#### TRABALHO A REALIZAR
**A)** Na entrevista sobre o livro do PT, quantas páginas tem o livro de Celso Rocha de Barros?
**B)** Por favor, prossiga com a entrevista sobre o livro do PT a partir do ponto em que ela termina.

#### TEXTO FORNECIDO
*****

Autor do livro “PT, uma história”, o sociólogo faz um balanço dos 43 anos da legenda da estrela vermelha, apontando os acertos na formação do partido. “A entrada de um partido que se organizou fora do Estado no jogo político brasileiro mudou completamente a configuração das outras peças e fortaleceu a regra do jogo”, diz

O sociólogo Celso Rocha de Barros começou a escrever “PT, Uma História” no início do governo de Jair Bolsonaro. Depois de dar conta de uma extensa bibliografia sobre o Partido dos Trabalhadores, Barros percebeu que havia lacunas a serem preenchidas com entrevistas. E aí o que era para ser um ensaio virou um livro de 485 páginas, entrevistas e muitos personagens da formação da legenda resgatados em histórias reais sobre a constituição de um partido político na periferia do capitalismo. Para ele, aos 43 anos, o partido tem muito a comemorar. “O PT deu certo”, diz. Leia a seguir trechos da entrevista à revista Focus Brasil.

Focus Brasil — De onde veio a ideia do livro? O livro já estava na sua cabeça, você queria fazer de qualquer jeito e aí a editora topou?

Celso Rocha de Barros — A editora tinha me procurado mais ou menos em 2017 para 2018 perguntando se eu tinha uma proposta de livro, o [Luiz] Schwarcz gostava das minhas colunas na Folha. Também tinha feito um texto grande sobre os diários do FHC, na Presidência, para a Piauí, que acho que os caras gostaram e aí eles queriam saber se eu tinha uma ideia. Eu tinha, mas era uma ideia de um ensaio bem mais curto sobre a crise da democracia brasileira, que iria de 2013 até o impeachment.

Também queria aproveitar para contar uma história que eu já tinha mais ou menos na minha cabeça, de coisas que li, que fui pensando — um certo modelo de como a política brasileira funciona, como foi a nova República etc. E, inclusive, falando do PT. Só que aí Bolsonaro ganhou a eleição. Aí o Ricardo [Teperman, editor] me chamou para conversar e eu falei: “Cara, não dá para fazer um livro sobre a crise da democracia brasileira porque o Bolsonaro ganhou e agora que vai vir mesmo a crise da democracia brasileira”. Aí fomos conversando e ele sugeriu: “Está mais clara para você a discussão sobre o PT. Por que você não faz sobre a história do PT?” Este livro que saiu é daqueles que você quer escrever porque é um que você gostaria de ler. Tem bons livros sobre o PT, mas sentia falta de um negócio mais global. Topei na hora e adorei escrever o livro. Às vezes eu sinto saudades de escrever esse livro. O processo durou mais ou menos o tempo de duração do governo Bolsonaro. Era meio que uma terapia, porque ao meu redor tudo estava indo pro buraco e, ao mesmo tempo, eu estava lendo sobre Diretas Já, Constituição de 1988, o Plano Real, o Bolsa Família, a Lei de Cotas… Serviu para me impedir de desistir da democracia brasileira porque tinha muitas histórias boas.

*****

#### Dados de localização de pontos
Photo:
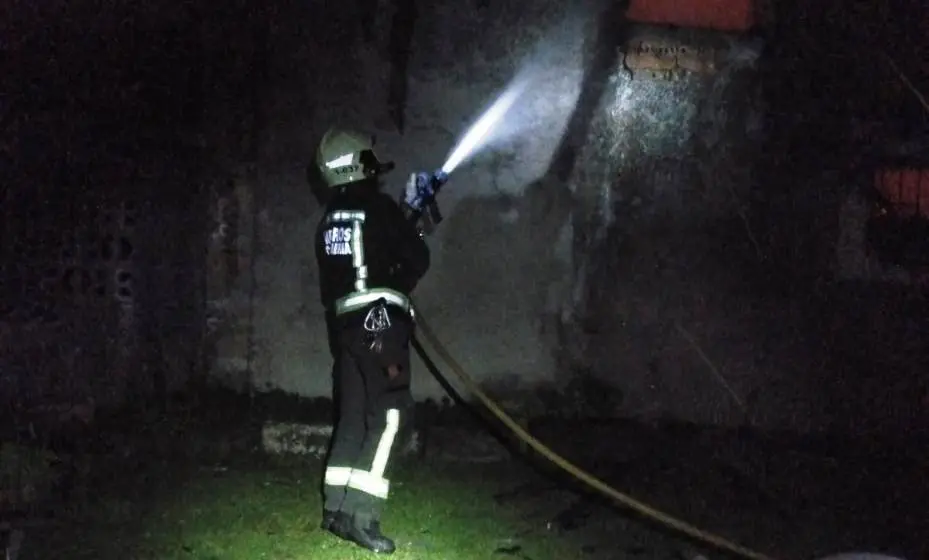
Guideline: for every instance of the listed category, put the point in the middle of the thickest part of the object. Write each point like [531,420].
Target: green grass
[436,511]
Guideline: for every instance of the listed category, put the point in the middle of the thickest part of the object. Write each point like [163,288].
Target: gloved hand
[421,188]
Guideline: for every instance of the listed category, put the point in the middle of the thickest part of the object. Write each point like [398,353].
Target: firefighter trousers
[372,410]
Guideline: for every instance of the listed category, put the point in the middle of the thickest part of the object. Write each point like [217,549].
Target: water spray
[477,136]
[422,188]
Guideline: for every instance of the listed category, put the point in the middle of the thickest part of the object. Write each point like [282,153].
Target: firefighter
[370,258]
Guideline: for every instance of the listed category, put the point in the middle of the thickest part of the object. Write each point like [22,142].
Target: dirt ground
[782,496]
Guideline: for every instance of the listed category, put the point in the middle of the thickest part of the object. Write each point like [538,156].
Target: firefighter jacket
[367,252]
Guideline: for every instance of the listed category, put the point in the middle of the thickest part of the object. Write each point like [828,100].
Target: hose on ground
[662,518]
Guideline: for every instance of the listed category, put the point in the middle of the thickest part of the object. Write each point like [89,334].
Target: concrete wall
[525,219]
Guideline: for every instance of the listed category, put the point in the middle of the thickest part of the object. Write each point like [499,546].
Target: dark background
[110,114]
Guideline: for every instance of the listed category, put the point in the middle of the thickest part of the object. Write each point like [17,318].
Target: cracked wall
[525,221]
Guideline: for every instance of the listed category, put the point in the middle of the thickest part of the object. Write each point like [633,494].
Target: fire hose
[662,518]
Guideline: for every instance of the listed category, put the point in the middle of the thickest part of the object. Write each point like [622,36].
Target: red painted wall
[907,189]
[724,15]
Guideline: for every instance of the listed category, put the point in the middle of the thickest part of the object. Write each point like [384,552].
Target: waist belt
[359,300]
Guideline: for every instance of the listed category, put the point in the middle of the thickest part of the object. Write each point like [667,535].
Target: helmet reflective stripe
[341,161]
[339,157]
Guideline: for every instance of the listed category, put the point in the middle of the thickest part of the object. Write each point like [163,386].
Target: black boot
[335,521]
[366,533]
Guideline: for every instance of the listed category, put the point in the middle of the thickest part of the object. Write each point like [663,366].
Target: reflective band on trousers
[370,482]
[358,300]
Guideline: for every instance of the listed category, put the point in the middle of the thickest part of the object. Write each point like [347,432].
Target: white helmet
[346,156]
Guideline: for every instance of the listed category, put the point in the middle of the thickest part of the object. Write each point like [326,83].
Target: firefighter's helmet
[346,156]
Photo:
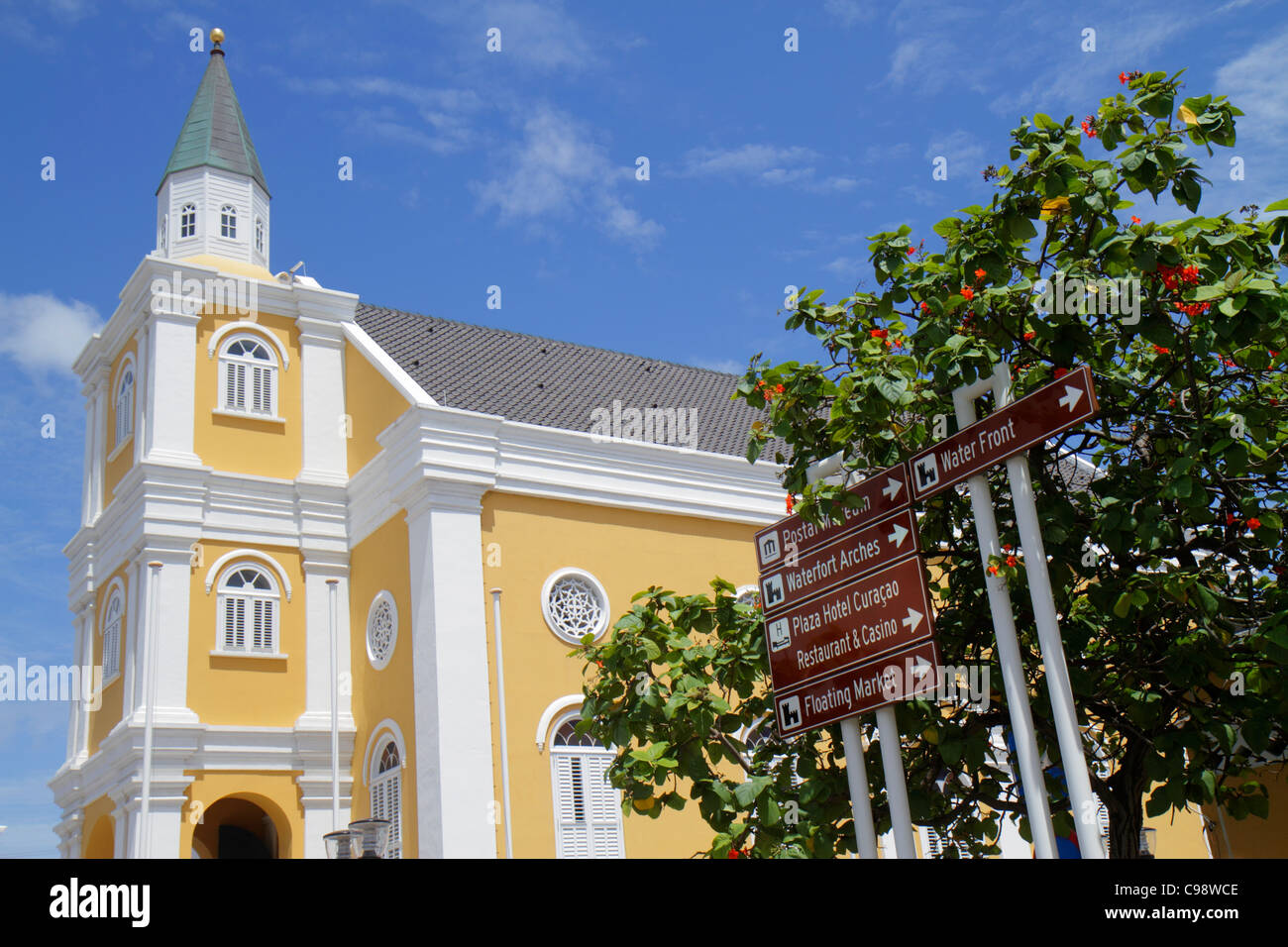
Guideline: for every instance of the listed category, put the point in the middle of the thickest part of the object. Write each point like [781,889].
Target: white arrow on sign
[893,487]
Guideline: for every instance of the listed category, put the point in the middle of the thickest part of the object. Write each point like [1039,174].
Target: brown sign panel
[851,624]
[875,497]
[889,680]
[1013,429]
[850,557]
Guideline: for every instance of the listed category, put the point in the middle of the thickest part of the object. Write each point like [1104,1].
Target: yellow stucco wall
[275,792]
[378,564]
[626,552]
[373,405]
[98,838]
[102,720]
[1252,836]
[115,470]
[249,445]
[246,690]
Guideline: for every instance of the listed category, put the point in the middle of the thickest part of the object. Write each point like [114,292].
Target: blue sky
[518,169]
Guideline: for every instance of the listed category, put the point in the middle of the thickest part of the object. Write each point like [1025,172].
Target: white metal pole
[857,775]
[151,690]
[897,789]
[333,587]
[1073,759]
[500,702]
[1008,644]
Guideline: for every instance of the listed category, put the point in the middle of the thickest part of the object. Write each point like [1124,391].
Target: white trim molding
[554,710]
[378,731]
[254,328]
[249,554]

*****

#### RESPOSTAS ÀS TAREFAS
**A)** O livro tem 485 páginas.

**B)**
O projeto do livro mudou muito ao longo da execução, porque no começo eu ia fazer um ensaio curto, discutindo a questão de como é que se faz um partido de tipo social-democrata na periferia do capitalismo, num país subdesenvolvido, como funciona o viés conservador da democracia brasileira etc. Acho que preciso dizer que eu fui militante do PT do final da década de 1980 até o final da década de 1990 e rompi porque parei de fazer política partidária, fui para a vida acadêmica.

Eu sabia que tinham coisas muito importantes, como, por exemplo, a Constituinte, que não estavam em nenhum livro desses mais conhecidos sobre o PT. Aí resolvi fazer umas entrevistas para fechar essas lacunas. Quando fui fazê-las, comecei a achar as histórias muito boas. E decidi: “Eu vou contar essas histórias. Vou enfiar as discussões enquanto conto essas histórias”.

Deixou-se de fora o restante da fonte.